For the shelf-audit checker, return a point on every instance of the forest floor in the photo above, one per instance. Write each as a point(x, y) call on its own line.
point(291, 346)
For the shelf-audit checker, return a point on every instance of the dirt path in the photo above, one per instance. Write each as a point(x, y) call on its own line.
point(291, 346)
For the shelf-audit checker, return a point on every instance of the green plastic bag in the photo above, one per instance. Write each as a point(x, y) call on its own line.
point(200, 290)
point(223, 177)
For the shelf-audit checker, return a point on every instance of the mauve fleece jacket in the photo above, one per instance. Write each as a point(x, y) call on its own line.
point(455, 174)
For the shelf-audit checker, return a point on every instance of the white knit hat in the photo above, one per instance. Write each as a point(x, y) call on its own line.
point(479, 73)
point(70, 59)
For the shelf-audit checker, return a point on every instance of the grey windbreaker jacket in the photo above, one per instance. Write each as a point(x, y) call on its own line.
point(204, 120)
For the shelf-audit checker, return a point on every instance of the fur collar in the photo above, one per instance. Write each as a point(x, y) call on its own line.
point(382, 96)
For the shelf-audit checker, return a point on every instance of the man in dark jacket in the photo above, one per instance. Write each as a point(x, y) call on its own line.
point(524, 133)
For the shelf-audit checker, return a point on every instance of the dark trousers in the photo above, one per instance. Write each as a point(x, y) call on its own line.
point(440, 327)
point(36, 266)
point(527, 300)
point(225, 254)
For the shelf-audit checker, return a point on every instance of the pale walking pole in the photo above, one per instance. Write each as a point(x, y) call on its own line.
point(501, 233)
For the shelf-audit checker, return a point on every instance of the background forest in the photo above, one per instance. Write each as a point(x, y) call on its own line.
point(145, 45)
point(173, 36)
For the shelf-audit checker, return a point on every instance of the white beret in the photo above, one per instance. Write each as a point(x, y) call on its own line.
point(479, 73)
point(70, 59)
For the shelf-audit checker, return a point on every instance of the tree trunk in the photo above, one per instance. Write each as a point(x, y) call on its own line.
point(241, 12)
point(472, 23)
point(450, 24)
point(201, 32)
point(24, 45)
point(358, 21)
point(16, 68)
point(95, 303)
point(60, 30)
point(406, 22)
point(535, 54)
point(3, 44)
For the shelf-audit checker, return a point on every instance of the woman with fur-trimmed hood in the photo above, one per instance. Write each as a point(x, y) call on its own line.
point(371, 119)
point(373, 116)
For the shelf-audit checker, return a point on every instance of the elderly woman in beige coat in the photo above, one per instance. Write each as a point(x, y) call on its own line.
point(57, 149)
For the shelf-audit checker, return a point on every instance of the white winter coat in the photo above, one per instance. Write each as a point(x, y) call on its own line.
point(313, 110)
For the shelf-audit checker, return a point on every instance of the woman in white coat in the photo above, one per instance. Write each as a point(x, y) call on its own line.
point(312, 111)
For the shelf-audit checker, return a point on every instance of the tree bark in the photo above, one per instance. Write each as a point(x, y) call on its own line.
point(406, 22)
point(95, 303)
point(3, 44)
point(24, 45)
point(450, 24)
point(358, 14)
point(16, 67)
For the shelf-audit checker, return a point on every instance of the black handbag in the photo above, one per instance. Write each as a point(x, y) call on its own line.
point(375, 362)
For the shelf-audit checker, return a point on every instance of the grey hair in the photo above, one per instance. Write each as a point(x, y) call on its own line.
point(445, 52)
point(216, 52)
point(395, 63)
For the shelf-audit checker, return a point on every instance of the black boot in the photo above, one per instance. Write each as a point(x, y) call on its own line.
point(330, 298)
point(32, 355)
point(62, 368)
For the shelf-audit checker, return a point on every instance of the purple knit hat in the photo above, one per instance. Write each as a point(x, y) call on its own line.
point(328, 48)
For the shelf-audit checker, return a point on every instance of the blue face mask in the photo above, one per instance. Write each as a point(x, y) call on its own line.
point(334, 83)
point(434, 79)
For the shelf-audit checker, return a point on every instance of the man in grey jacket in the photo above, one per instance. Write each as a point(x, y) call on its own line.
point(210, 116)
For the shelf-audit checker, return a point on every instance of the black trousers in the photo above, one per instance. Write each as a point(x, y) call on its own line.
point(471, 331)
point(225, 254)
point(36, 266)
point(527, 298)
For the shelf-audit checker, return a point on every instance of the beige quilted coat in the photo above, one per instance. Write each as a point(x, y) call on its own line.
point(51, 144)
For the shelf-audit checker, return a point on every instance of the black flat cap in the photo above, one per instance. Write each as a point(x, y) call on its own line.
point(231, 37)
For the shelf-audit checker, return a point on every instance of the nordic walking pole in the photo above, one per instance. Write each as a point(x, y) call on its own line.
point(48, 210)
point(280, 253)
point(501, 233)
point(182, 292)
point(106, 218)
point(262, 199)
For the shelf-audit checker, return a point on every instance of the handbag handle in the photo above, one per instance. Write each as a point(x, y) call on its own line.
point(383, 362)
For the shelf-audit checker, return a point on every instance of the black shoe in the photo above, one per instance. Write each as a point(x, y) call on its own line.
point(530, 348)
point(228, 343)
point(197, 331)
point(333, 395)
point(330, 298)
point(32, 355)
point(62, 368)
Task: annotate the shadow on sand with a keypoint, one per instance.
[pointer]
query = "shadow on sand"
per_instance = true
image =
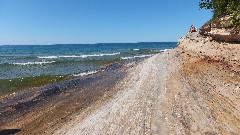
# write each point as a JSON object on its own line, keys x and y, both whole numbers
{"x": 9, "y": 131}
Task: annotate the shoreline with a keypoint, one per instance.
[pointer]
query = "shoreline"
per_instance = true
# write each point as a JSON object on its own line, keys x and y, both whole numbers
{"x": 28, "y": 110}
{"x": 191, "y": 89}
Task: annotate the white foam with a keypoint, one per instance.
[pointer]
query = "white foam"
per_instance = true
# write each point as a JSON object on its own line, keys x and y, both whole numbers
{"x": 85, "y": 73}
{"x": 69, "y": 56}
{"x": 78, "y": 56}
{"x": 142, "y": 56}
{"x": 126, "y": 58}
{"x": 47, "y": 57}
{"x": 164, "y": 50}
{"x": 33, "y": 63}
{"x": 138, "y": 56}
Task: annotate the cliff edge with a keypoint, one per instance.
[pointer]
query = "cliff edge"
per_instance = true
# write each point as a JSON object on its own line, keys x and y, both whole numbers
{"x": 204, "y": 94}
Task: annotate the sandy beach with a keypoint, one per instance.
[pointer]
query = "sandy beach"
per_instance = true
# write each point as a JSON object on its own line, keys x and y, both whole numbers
{"x": 192, "y": 89}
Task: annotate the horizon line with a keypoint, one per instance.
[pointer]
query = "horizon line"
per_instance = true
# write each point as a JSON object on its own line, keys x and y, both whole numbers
{"x": 93, "y": 43}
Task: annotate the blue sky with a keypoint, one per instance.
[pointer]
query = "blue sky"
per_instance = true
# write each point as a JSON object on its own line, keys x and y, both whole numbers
{"x": 97, "y": 21}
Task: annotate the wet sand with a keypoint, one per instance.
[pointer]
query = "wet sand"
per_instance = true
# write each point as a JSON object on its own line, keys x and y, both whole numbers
{"x": 192, "y": 89}
{"x": 45, "y": 109}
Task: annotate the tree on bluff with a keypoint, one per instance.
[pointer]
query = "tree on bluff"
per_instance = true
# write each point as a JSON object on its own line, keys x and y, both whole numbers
{"x": 223, "y": 8}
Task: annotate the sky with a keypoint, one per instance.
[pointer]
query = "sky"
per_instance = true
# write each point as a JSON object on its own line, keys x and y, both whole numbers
{"x": 45, "y": 22}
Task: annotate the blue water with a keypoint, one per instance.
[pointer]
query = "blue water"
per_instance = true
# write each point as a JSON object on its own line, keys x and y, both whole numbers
{"x": 17, "y": 61}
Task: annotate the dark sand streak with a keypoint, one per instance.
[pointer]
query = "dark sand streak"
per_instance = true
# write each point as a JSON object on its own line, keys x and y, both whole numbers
{"x": 45, "y": 109}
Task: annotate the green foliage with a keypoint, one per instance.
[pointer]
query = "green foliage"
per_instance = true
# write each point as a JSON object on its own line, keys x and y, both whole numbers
{"x": 223, "y": 8}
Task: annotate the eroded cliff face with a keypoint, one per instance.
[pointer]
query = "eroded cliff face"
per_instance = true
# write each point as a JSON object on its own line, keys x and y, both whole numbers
{"x": 204, "y": 95}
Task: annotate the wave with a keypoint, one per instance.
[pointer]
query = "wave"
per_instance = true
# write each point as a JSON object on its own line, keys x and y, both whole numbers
{"x": 85, "y": 73}
{"x": 126, "y": 58}
{"x": 138, "y": 56}
{"x": 33, "y": 63}
{"x": 47, "y": 57}
{"x": 142, "y": 56}
{"x": 78, "y": 56}
{"x": 164, "y": 50}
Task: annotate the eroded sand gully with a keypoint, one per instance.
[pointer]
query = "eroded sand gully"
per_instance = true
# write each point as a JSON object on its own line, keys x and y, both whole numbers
{"x": 192, "y": 89}
{"x": 177, "y": 92}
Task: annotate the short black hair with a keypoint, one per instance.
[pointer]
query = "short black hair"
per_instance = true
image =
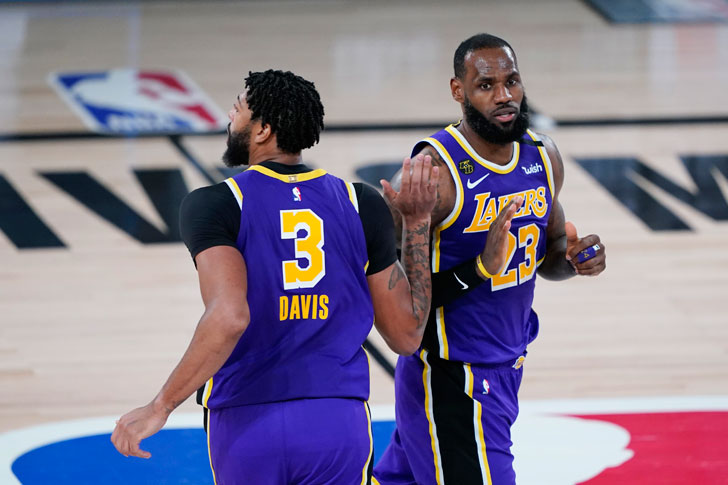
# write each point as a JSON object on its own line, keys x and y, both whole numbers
{"x": 478, "y": 41}
{"x": 289, "y": 104}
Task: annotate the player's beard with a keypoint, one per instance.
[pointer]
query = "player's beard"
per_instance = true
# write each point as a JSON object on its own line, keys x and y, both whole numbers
{"x": 238, "y": 148}
{"x": 492, "y": 132}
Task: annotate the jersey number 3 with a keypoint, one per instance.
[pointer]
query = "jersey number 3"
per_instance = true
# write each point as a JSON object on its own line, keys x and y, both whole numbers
{"x": 307, "y": 247}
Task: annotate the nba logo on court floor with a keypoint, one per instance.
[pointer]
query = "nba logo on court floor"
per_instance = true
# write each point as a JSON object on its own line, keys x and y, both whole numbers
{"x": 131, "y": 101}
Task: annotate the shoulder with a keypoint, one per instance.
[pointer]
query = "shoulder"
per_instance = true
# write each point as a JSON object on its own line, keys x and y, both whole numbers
{"x": 216, "y": 197}
{"x": 369, "y": 198}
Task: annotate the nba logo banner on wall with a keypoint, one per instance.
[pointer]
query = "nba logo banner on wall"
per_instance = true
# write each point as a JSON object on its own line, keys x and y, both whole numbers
{"x": 131, "y": 101}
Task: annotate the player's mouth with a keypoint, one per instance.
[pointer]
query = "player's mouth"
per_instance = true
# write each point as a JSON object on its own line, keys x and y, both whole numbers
{"x": 505, "y": 115}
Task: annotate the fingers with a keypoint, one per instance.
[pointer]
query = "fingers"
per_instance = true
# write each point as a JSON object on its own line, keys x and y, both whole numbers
{"x": 597, "y": 264}
{"x": 127, "y": 436}
{"x": 571, "y": 237}
{"x": 389, "y": 192}
{"x": 573, "y": 248}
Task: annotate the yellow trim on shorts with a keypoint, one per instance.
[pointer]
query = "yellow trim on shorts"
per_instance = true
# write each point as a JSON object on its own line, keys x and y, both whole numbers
{"x": 209, "y": 451}
{"x": 430, "y": 419}
{"x": 289, "y": 178}
{"x": 371, "y": 445}
{"x": 478, "y": 424}
{"x": 208, "y": 391}
{"x": 440, "y": 317}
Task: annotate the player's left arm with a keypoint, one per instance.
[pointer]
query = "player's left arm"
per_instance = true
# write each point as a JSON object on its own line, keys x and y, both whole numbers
{"x": 223, "y": 284}
{"x": 563, "y": 246}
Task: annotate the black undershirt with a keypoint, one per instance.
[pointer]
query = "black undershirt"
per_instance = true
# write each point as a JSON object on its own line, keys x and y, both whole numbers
{"x": 210, "y": 216}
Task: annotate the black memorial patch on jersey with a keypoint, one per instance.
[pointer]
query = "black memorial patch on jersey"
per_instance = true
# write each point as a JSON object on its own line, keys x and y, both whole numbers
{"x": 466, "y": 166}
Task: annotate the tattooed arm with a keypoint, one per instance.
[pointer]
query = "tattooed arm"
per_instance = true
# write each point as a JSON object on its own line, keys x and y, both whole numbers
{"x": 401, "y": 293}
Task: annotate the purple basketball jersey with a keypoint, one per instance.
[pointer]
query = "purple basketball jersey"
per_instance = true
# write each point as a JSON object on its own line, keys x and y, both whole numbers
{"x": 310, "y": 308}
{"x": 494, "y": 322}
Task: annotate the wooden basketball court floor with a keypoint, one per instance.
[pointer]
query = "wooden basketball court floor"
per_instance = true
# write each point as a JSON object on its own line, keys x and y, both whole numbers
{"x": 94, "y": 327}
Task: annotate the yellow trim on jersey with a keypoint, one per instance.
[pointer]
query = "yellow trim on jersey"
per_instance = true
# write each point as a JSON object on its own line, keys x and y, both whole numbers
{"x": 209, "y": 451}
{"x": 507, "y": 168}
{"x": 289, "y": 178}
{"x": 430, "y": 419}
{"x": 452, "y": 217}
{"x": 352, "y": 195}
{"x": 208, "y": 391}
{"x": 371, "y": 446}
{"x": 236, "y": 190}
{"x": 477, "y": 424}
{"x": 449, "y": 220}
{"x": 546, "y": 161}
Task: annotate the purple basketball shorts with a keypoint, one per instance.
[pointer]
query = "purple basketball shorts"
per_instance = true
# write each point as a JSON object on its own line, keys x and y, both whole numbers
{"x": 453, "y": 423}
{"x": 305, "y": 441}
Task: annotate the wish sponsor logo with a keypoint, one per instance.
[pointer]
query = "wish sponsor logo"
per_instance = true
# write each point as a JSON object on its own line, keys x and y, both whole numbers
{"x": 534, "y": 168}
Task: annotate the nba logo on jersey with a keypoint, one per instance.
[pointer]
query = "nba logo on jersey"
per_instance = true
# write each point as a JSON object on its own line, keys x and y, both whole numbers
{"x": 130, "y": 101}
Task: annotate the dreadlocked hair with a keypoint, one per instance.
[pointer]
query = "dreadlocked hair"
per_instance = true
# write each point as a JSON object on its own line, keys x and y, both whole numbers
{"x": 474, "y": 43}
{"x": 289, "y": 104}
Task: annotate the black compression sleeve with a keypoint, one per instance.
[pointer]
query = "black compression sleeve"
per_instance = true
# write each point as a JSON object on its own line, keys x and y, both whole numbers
{"x": 378, "y": 228}
{"x": 209, "y": 216}
{"x": 455, "y": 282}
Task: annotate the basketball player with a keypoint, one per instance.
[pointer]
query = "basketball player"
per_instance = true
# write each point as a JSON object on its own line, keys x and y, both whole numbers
{"x": 497, "y": 222}
{"x": 294, "y": 266}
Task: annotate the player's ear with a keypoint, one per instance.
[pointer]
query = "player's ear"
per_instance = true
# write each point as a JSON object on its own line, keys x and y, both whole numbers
{"x": 262, "y": 133}
{"x": 456, "y": 88}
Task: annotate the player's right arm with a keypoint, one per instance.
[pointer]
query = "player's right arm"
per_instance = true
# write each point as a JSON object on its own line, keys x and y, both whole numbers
{"x": 401, "y": 292}
{"x": 445, "y": 198}
{"x": 223, "y": 284}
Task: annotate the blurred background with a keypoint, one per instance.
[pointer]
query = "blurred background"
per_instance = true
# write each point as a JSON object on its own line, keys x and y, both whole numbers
{"x": 110, "y": 112}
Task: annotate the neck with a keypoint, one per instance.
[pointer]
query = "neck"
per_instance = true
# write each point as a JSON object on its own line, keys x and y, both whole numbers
{"x": 275, "y": 156}
{"x": 493, "y": 152}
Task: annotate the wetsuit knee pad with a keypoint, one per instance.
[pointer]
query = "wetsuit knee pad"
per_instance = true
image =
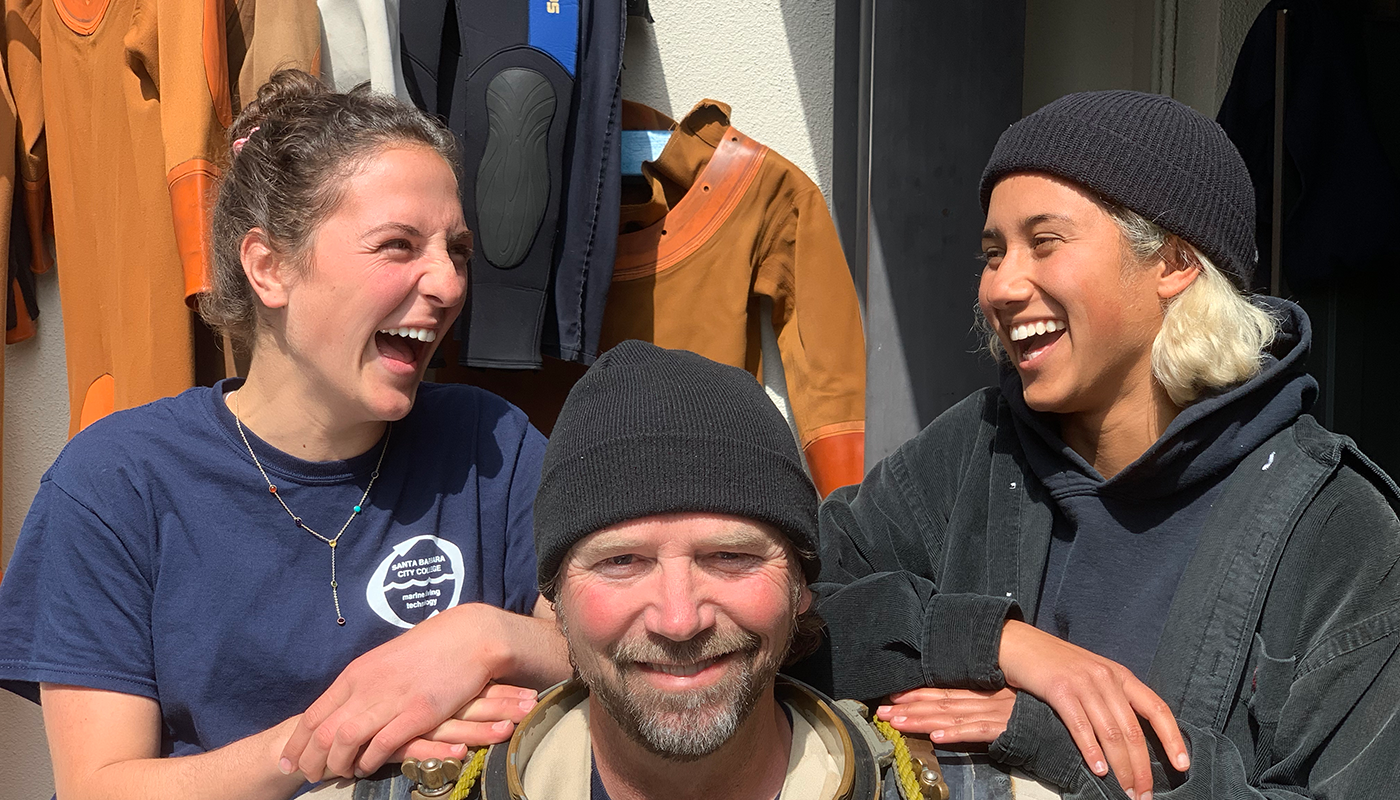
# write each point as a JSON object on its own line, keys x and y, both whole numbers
{"x": 503, "y": 74}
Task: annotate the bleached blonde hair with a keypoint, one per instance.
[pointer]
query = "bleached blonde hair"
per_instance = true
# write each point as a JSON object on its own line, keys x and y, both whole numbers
{"x": 1211, "y": 336}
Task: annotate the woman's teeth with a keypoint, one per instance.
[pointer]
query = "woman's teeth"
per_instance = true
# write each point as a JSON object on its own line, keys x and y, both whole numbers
{"x": 1036, "y": 328}
{"x": 420, "y": 334}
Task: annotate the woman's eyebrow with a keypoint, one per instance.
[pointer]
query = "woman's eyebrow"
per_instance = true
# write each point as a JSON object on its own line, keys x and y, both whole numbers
{"x": 399, "y": 227}
{"x": 1047, "y": 217}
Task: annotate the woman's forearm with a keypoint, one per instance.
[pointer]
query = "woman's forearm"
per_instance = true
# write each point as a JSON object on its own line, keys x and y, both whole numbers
{"x": 105, "y": 746}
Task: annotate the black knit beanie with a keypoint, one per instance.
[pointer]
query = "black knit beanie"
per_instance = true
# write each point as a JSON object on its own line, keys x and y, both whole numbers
{"x": 653, "y": 432}
{"x": 1147, "y": 153}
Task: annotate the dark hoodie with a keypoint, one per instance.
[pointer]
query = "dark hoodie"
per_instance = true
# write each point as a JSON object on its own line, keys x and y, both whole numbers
{"x": 1120, "y": 545}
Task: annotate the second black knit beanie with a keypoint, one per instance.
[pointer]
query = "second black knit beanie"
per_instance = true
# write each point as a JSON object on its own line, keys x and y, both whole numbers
{"x": 1150, "y": 154}
{"x": 653, "y": 432}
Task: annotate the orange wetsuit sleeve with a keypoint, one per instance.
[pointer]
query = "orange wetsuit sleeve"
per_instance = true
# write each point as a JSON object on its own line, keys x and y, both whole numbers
{"x": 818, "y": 324}
{"x": 21, "y": 53}
{"x": 181, "y": 45}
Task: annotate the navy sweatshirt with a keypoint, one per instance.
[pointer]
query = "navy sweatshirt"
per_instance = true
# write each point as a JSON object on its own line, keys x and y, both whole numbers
{"x": 1120, "y": 545}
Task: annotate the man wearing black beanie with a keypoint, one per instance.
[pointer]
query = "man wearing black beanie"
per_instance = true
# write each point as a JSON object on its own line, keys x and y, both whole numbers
{"x": 1136, "y": 566}
{"x": 676, "y": 533}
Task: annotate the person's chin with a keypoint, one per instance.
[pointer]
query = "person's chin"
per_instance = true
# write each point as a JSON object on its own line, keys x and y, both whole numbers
{"x": 1042, "y": 395}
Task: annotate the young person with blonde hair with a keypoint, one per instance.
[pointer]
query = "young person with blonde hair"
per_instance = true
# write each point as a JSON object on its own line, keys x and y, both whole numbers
{"x": 1141, "y": 520}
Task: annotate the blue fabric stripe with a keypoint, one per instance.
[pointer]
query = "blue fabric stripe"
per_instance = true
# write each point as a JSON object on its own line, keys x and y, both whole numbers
{"x": 553, "y": 27}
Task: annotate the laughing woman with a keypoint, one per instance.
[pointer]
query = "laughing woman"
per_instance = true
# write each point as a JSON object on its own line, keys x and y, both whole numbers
{"x": 1141, "y": 520}
{"x": 322, "y": 566}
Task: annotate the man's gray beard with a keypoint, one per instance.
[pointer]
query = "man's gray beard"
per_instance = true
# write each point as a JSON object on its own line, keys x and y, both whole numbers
{"x": 676, "y": 726}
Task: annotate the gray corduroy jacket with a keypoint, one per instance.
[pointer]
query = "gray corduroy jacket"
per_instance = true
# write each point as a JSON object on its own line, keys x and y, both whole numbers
{"x": 1280, "y": 650}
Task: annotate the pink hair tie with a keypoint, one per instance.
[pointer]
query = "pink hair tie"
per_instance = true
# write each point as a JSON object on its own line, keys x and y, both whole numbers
{"x": 240, "y": 142}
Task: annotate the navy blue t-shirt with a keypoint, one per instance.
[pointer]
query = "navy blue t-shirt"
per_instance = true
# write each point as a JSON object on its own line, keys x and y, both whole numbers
{"x": 154, "y": 561}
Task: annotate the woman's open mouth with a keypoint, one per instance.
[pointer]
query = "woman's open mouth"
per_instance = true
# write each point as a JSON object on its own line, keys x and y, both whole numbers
{"x": 405, "y": 345}
{"x": 1032, "y": 339}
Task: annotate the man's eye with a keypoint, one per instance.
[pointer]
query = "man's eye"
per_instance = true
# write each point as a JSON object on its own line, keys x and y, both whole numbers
{"x": 734, "y": 559}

· · · · · · ·

Requirements —
Quote the entries above word for word, starting with their first line and ending with the line that contains "point(455, 174)", both ends included.

Completed task —
For the shelf-audit checker, return a point on every instance of the forest floor in the photo above, one per instance. Write each as a point(x, y) call on its own line.
point(291, 346)
For the shelf-audit checker, return a point on every instance of the dirt path in the photo above, one per instance. Write each as a point(x, y) call on its own line.
point(291, 346)
For the shelf-audit checker, return a point on every instance of the green plastic bag in the photo above, one per instance. Write each as a point(x, y) call on its own line.
point(200, 290)
point(223, 177)
For the shelf-audit checker, return a point on every instance of the mauve fleece jacket in the photo above, one per instance. Write each as a point(x, y) call on its own line.
point(455, 174)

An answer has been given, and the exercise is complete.